(Collected data)

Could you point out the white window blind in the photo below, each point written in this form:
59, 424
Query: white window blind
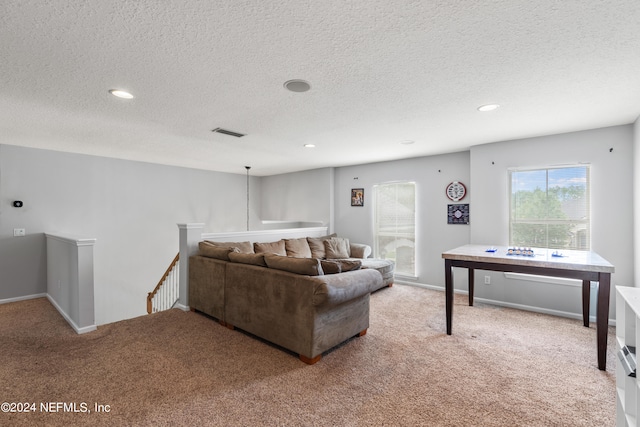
549, 208
394, 225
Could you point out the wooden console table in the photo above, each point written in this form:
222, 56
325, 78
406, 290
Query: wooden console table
582, 265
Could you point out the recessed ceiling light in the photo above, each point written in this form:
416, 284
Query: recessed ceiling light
121, 94
297, 85
488, 107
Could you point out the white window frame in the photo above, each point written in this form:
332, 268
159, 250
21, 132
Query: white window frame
377, 251
586, 220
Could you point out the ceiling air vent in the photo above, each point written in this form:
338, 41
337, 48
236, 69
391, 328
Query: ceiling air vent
228, 132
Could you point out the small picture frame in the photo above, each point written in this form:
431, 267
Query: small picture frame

**WHAT YOU WILL DO**
Repeat all of the data above word for word, leaving out the pictures.

**EXPECTED OUTPUT**
Could you point out the white window blind in the photo below, each point written in this form:
59, 424
Query: white window blind
549, 208
394, 225
Could you point out the wooden console table in the photo above, each point written in this form:
222, 56
325, 78
406, 290
Query: wooden console table
582, 265
Could you point out the recessed ceiling light in the photo above, each point written in this form:
416, 284
Query: recessed ceiling light
121, 94
297, 85
488, 107
Could you point out the white window frame in the photo above, each point written in this form:
332, 268
159, 250
21, 132
Query: white window frame
377, 251
586, 220
Could you point out the ceiling air vent in the photo above, each point written in this form:
338, 41
337, 48
236, 69
391, 328
Query: ceiling air vent
228, 132
Could you point out the small picture frame in the photo above, each point written in this form:
431, 267
Query: small picture frame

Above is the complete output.